#### Brief 1
Reproduce everything in the wood shrinkage discussion from "BTW, in general, wood" down to "his hand on.".
#### Brief 2
In the wood shrinkage discussion, how much does white ash shrink in the radial direction going from green to ovendry?

#### Provided text
- Opening Delimiter -
White ash will shrink about 8% in the tangential direction (along the grain lines) and only 5% in the radial direction (across the grain lines) as it goes from green all the way to ovendry (0% MC). That would probably net about a 6% shrinkage in a stack of randomly oriented splits. In fact, almost all hardwoods shrink at the most about 10% along the grain and much less across the grain. Softwoods shrink even less. The 15% shrinkage you have measured has to come mostly from the settling of the stacks over time.

Still, I wouldn’t expect your stacks to ever get any taller, even after they have dried and settled. After a full year at the average RH in your area, it has probably gotten pretty close to 15%, and it will likely stay there for the rest of the time it is out there, +/- a few seasonal percentage points of MC.

BTW, in general, wood does not shrink at all in the longitudinal direction. Much less than 1% for normal wood.


Very interesting. Now please observe this picture very closely. Look at the very end of the stack that that ugly man has his hand on.

Denny-April2009h.gif


Now someone please describe for me exactly where and how the end of the stack has settled. The measurement was actually taken on the opposite side of the stack and it was measured from the bottom of the bottom split to the top of the top split. Notice I did not measure from the ground up because the saplings that the wood is stacked on have probably settled into the ground a bit.
- Closing Delimiter -
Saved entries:
- Opening Delimiter -
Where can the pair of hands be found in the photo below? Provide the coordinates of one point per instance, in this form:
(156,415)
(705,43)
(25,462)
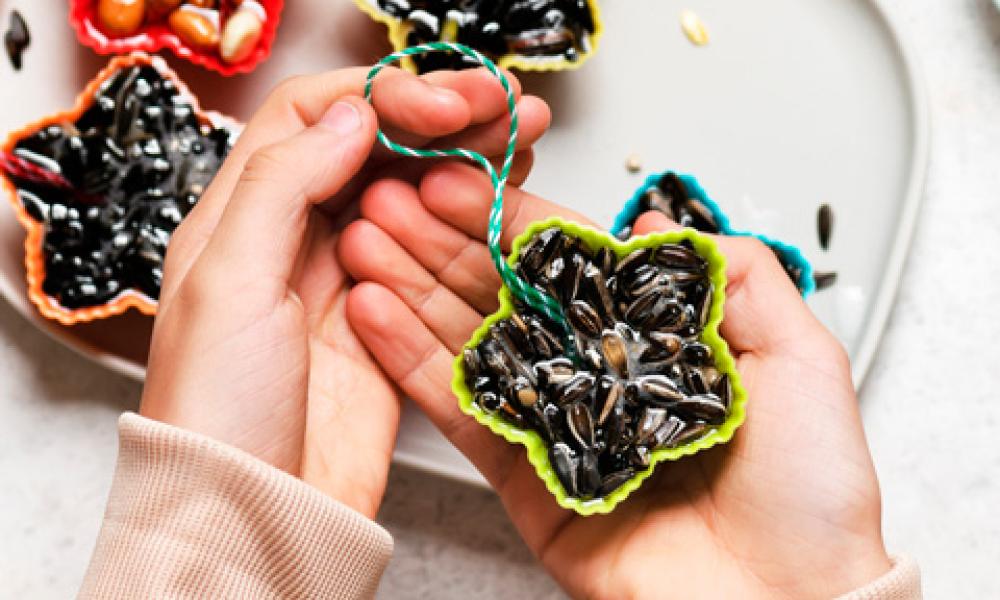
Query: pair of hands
(264,341)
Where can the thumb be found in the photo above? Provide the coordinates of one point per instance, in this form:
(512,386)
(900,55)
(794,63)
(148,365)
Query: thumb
(263,226)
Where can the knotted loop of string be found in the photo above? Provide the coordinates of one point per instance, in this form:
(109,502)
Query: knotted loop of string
(526,293)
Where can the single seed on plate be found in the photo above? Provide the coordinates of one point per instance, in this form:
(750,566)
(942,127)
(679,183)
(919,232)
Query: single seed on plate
(824,225)
(17,39)
(694,28)
(633,164)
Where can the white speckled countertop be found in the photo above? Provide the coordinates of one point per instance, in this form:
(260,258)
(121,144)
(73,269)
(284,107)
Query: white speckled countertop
(931,405)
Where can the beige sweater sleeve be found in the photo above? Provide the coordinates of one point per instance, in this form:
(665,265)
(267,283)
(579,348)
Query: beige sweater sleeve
(902,582)
(192,517)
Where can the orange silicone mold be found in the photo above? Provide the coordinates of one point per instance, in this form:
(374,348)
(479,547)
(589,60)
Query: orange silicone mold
(154,37)
(34,259)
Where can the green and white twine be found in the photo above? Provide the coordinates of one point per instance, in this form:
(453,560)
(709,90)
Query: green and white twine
(529,295)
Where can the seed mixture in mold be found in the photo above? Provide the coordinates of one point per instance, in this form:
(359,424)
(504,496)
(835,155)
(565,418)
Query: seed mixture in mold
(633,377)
(137,161)
(549,32)
(671,197)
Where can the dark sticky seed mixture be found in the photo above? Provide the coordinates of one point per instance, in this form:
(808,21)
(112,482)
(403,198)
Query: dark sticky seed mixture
(637,377)
(670,197)
(558,29)
(17,39)
(138,160)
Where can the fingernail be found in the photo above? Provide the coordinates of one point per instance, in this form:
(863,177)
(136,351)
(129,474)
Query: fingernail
(342,118)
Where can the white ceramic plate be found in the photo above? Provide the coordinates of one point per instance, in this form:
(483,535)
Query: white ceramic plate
(792,104)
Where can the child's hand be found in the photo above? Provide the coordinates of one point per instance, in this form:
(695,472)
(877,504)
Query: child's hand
(251,344)
(790,508)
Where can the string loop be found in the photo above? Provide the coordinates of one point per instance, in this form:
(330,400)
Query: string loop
(528,294)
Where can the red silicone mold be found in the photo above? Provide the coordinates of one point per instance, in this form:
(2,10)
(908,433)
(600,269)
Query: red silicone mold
(154,37)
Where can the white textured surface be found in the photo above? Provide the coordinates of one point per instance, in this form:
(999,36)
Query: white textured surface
(931,407)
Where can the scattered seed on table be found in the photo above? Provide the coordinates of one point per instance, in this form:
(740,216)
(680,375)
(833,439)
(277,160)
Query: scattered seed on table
(633,164)
(824,279)
(17,39)
(824,224)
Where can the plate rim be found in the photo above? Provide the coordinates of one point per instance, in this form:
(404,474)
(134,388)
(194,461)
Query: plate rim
(920,123)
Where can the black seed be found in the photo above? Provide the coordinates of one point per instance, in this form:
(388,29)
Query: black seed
(824,279)
(588,479)
(16,39)
(565,464)
(824,225)
(583,316)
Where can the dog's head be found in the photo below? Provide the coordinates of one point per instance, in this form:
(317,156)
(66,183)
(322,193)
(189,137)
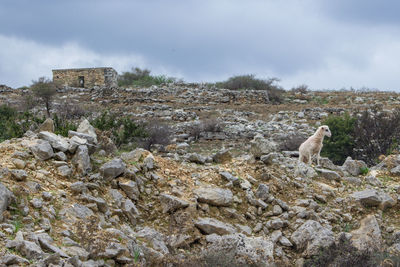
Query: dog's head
(325,130)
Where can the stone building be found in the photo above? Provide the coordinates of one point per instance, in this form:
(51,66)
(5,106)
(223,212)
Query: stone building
(86,77)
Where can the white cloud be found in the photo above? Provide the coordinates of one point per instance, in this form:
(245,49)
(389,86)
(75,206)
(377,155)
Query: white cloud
(23,60)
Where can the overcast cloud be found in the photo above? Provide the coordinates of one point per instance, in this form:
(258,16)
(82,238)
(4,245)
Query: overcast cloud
(324,44)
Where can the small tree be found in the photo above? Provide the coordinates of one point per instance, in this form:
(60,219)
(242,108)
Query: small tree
(45,89)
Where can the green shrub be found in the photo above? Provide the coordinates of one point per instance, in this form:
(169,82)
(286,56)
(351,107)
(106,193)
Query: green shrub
(377,133)
(249,82)
(14,124)
(44,89)
(344,254)
(124,130)
(142,78)
(340,145)
(62,126)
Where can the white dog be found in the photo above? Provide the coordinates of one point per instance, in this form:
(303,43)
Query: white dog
(313,145)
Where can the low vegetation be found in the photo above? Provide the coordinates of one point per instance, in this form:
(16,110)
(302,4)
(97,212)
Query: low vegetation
(249,82)
(14,124)
(142,78)
(367,136)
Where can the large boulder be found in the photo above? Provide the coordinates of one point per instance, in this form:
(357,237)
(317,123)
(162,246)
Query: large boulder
(6,197)
(42,150)
(112,169)
(81,160)
(310,236)
(374,198)
(214,196)
(213,226)
(239,250)
(305,170)
(56,141)
(171,203)
(368,236)
(47,125)
(86,128)
(353,166)
(261,146)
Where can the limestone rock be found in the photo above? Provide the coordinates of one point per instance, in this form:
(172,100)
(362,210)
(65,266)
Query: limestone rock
(368,236)
(223,156)
(213,226)
(353,166)
(130,188)
(244,249)
(367,197)
(47,125)
(171,203)
(56,141)
(81,160)
(310,236)
(261,146)
(86,128)
(112,169)
(230,178)
(328,174)
(214,196)
(6,197)
(42,150)
(19,175)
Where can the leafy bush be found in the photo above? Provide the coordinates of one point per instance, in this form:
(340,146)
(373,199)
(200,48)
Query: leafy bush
(344,254)
(377,133)
(44,89)
(249,82)
(157,133)
(340,145)
(142,78)
(62,126)
(208,125)
(14,124)
(123,129)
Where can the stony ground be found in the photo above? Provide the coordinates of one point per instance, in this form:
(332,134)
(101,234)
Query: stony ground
(228,198)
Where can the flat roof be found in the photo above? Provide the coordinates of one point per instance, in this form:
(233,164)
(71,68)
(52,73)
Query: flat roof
(84,68)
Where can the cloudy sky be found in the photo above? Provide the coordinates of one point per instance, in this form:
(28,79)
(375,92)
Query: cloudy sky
(321,43)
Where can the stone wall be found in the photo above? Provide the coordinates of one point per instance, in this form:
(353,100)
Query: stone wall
(86,77)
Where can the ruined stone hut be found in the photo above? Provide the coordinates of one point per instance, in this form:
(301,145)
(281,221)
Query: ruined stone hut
(86,77)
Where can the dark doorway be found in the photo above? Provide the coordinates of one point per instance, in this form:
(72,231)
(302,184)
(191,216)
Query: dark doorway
(81,81)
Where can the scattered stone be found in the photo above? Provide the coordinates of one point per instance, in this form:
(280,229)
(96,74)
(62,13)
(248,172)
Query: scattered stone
(86,128)
(214,196)
(196,158)
(64,171)
(81,160)
(6,198)
(353,166)
(112,169)
(311,236)
(230,178)
(19,164)
(328,174)
(171,203)
(47,125)
(223,156)
(244,249)
(130,188)
(213,226)
(367,197)
(56,141)
(42,150)
(368,236)
(19,175)
(262,191)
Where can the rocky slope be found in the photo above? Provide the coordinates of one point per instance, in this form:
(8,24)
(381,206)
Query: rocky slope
(65,203)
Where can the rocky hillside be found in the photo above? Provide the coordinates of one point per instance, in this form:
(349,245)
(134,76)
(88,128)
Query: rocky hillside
(234,197)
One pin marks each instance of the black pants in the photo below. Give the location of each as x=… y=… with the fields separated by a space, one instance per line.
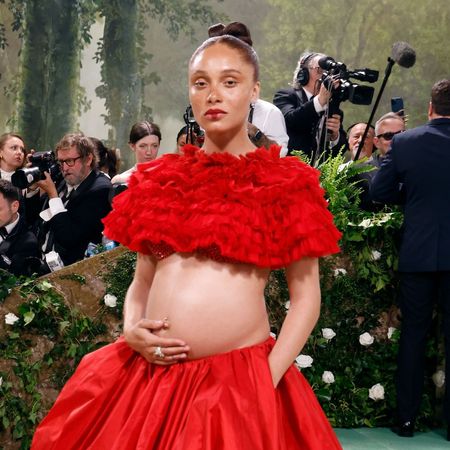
x=418 y=292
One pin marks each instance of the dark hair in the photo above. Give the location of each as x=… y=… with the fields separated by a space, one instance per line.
x=246 y=51
x=7 y=136
x=236 y=29
x=10 y=192
x=83 y=144
x=184 y=130
x=440 y=97
x=107 y=157
x=142 y=129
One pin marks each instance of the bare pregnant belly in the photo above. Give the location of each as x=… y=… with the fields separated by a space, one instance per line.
x=213 y=307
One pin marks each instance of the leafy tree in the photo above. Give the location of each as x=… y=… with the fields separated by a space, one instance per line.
x=360 y=34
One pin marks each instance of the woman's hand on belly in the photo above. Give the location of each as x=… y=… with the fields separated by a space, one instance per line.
x=155 y=349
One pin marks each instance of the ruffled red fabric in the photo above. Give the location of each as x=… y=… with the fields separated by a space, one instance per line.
x=256 y=208
x=116 y=400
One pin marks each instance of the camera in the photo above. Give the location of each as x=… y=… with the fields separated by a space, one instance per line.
x=40 y=162
x=357 y=94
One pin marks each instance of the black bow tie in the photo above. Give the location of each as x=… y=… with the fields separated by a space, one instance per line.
x=3 y=232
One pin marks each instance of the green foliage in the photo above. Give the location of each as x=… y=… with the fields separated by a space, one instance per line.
x=45 y=344
x=359 y=289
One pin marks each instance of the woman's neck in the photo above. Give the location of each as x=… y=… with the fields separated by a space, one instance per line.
x=236 y=144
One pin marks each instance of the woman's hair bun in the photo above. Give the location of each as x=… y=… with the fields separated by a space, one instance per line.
x=236 y=29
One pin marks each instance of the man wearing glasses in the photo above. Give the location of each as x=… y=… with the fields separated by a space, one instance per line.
x=386 y=128
x=419 y=160
x=304 y=107
x=69 y=215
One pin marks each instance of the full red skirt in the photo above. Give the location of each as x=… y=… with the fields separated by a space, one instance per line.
x=118 y=401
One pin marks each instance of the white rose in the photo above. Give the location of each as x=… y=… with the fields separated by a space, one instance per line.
x=366 y=339
x=11 y=319
x=376 y=255
x=110 y=300
x=439 y=378
x=391 y=332
x=304 y=361
x=328 y=377
x=376 y=392
x=339 y=271
x=366 y=223
x=328 y=333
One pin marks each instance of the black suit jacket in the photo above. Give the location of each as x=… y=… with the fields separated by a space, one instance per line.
x=419 y=161
x=72 y=230
x=21 y=250
x=302 y=120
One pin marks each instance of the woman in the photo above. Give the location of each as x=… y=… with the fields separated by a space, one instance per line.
x=208 y=225
x=12 y=154
x=145 y=139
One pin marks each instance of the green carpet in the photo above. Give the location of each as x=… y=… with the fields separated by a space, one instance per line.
x=385 y=439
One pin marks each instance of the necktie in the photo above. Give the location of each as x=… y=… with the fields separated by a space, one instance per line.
x=3 y=232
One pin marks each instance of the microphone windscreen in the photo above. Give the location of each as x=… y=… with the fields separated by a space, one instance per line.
x=403 y=54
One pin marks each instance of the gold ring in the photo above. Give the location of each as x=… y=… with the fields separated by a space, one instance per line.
x=159 y=353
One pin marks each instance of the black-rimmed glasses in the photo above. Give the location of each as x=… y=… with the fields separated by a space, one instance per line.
x=70 y=162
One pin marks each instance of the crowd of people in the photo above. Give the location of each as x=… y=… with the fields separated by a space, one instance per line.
x=200 y=222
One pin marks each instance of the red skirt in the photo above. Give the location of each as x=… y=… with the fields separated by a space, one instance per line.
x=116 y=400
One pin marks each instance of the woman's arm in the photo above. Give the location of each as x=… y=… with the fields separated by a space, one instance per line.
x=304 y=310
x=137 y=329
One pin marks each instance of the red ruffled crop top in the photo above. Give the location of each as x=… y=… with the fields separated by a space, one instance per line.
x=256 y=208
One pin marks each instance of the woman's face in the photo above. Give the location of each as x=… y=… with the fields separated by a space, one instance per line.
x=221 y=88
x=146 y=149
x=12 y=154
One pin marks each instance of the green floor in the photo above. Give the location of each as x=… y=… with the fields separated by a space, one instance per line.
x=385 y=439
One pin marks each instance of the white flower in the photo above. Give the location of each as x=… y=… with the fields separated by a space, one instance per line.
x=376 y=255
x=366 y=223
x=376 y=392
x=304 y=361
x=328 y=333
x=439 y=378
x=366 y=339
x=391 y=332
x=339 y=271
x=110 y=300
x=328 y=377
x=11 y=319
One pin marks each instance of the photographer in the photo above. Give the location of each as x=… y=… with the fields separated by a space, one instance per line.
x=19 y=249
x=304 y=107
x=68 y=216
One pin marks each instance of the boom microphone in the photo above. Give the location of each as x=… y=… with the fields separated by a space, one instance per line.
x=403 y=54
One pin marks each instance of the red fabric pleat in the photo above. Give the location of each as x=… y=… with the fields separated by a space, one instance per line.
x=118 y=401
x=257 y=208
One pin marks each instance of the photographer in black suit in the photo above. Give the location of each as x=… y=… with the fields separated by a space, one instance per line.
x=419 y=160
x=304 y=108
x=69 y=215
x=19 y=249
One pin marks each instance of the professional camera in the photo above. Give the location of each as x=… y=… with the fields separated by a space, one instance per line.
x=40 y=162
x=356 y=93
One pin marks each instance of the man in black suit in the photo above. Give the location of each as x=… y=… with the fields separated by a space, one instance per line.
x=19 y=248
x=70 y=214
x=304 y=108
x=419 y=160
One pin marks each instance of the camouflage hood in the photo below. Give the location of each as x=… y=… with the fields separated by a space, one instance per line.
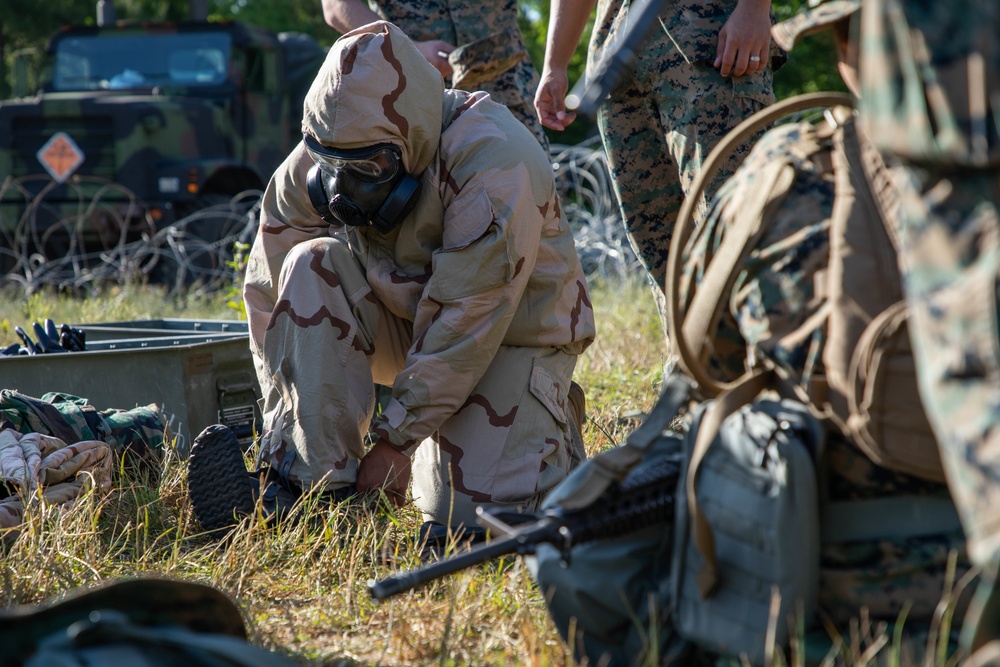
x=369 y=75
x=819 y=16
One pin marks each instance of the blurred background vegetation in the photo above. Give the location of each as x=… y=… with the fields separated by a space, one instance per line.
x=27 y=25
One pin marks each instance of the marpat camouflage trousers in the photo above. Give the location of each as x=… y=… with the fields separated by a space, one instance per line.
x=657 y=129
x=330 y=340
x=951 y=266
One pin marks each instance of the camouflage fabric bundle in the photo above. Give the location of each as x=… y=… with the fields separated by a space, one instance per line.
x=137 y=434
x=34 y=465
x=930 y=78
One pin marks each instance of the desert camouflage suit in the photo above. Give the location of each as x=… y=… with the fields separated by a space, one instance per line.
x=462 y=22
x=671 y=109
x=474 y=309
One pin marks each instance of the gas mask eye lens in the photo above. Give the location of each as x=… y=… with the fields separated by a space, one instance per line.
x=377 y=164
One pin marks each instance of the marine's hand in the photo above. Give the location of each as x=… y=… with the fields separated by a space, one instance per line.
x=385 y=467
x=433 y=49
x=745 y=39
x=550 y=100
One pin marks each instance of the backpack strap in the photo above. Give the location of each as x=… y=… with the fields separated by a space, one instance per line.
x=689 y=339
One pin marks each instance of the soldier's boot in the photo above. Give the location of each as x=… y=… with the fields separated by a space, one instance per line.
x=578 y=414
x=220 y=487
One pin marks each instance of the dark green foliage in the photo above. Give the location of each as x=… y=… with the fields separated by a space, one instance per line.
x=25 y=24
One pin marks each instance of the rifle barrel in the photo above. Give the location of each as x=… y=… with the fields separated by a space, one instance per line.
x=517 y=542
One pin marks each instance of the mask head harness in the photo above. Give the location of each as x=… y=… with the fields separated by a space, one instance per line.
x=363 y=187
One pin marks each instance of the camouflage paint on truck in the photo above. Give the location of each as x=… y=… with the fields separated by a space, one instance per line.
x=154 y=121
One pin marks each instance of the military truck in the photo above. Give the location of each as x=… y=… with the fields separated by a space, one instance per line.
x=137 y=125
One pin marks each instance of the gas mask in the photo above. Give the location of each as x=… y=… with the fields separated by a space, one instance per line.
x=364 y=187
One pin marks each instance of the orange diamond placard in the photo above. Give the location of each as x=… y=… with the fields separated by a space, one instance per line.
x=60 y=156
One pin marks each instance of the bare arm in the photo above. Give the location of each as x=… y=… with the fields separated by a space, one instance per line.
x=346 y=15
x=746 y=35
x=567 y=20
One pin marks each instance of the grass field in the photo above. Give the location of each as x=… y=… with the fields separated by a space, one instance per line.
x=303 y=587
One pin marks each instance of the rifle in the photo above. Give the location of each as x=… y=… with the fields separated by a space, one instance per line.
x=588 y=94
x=644 y=498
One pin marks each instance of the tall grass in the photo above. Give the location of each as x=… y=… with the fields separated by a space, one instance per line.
x=303 y=585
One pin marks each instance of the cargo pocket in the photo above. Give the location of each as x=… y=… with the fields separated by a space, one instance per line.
x=753 y=92
x=476 y=255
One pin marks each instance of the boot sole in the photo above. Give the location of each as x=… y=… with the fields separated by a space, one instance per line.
x=219 y=485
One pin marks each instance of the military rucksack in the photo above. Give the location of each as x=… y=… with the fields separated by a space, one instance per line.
x=142 y=622
x=819 y=303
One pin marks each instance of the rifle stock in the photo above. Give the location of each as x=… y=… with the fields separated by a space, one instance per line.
x=588 y=93
x=640 y=500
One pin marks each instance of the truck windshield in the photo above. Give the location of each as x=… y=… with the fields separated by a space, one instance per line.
x=137 y=61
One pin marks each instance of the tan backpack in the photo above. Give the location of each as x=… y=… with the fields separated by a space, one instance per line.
x=845 y=350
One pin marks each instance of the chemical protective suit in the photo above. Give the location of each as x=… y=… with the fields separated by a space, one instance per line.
x=472 y=307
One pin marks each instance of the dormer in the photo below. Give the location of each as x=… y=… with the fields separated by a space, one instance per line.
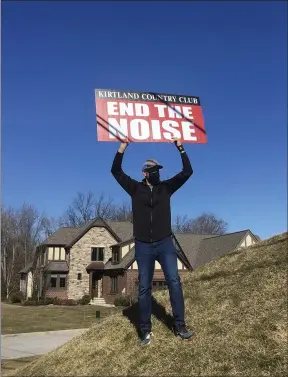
x=120 y=250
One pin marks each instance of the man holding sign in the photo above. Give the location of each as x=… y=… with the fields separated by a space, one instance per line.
x=153 y=234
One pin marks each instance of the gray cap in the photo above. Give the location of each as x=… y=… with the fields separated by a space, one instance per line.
x=148 y=164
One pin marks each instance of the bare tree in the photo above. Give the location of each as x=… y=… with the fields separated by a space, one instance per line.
x=50 y=226
x=182 y=224
x=123 y=212
x=30 y=226
x=208 y=223
x=85 y=207
x=21 y=231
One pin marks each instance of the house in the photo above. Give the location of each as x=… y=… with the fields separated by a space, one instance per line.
x=98 y=259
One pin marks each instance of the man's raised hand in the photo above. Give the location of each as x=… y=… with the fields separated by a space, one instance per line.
x=176 y=140
x=124 y=145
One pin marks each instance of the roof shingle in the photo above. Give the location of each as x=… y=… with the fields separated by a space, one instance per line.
x=214 y=247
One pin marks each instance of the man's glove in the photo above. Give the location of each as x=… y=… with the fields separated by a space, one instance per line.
x=179 y=147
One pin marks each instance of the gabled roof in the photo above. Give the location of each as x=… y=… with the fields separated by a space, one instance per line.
x=124 y=263
x=190 y=243
x=57 y=266
x=68 y=236
x=123 y=229
x=216 y=246
x=62 y=236
x=26 y=269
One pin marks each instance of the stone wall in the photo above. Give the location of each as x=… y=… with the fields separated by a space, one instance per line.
x=121 y=284
x=59 y=293
x=80 y=258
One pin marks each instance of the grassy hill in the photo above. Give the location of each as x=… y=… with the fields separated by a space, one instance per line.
x=237 y=305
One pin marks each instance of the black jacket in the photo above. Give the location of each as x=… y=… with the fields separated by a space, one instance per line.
x=151 y=208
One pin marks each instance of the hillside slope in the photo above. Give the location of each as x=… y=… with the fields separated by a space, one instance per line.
x=237 y=305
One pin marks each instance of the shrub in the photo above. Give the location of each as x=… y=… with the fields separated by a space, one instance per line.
x=84 y=300
x=65 y=302
x=124 y=300
x=16 y=297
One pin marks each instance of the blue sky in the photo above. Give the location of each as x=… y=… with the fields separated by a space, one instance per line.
x=230 y=54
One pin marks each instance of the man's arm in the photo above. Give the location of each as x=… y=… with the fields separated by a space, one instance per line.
x=127 y=183
x=179 y=179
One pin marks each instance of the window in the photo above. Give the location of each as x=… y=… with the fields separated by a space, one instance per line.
x=56 y=253
x=159 y=284
x=114 y=284
x=62 y=282
x=53 y=281
x=116 y=256
x=97 y=254
x=58 y=281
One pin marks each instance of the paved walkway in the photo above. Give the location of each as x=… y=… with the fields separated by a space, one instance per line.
x=32 y=344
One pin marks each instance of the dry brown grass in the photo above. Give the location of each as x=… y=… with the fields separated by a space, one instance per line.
x=237 y=305
x=20 y=319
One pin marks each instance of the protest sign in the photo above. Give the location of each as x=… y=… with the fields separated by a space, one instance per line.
x=148 y=117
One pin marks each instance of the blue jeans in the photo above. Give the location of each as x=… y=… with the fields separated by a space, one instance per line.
x=165 y=253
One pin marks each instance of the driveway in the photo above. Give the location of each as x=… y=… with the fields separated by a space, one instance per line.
x=32 y=344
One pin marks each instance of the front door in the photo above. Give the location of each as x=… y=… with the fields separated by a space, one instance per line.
x=94 y=282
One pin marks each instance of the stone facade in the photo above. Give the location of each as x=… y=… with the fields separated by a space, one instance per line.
x=80 y=258
x=121 y=284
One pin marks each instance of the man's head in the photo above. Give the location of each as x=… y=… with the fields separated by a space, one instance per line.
x=151 y=171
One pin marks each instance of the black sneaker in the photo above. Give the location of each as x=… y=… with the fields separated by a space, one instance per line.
x=183 y=332
x=146 y=338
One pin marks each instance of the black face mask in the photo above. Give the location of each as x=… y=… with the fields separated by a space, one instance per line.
x=153 y=177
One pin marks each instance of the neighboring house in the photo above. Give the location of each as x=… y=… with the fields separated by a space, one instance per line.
x=98 y=259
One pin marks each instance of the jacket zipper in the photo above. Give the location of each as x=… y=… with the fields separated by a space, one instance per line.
- Closing Delimiter -
#### Response 1
BTW, in general, wood does not shrink at all in the longitudinal direction. Much less than 1% for normal wood.


Very interesting. Now please observe this picture very closely. Look at the very end of the stack that that ugly man has his hand on.

#### Response 2
About 5%.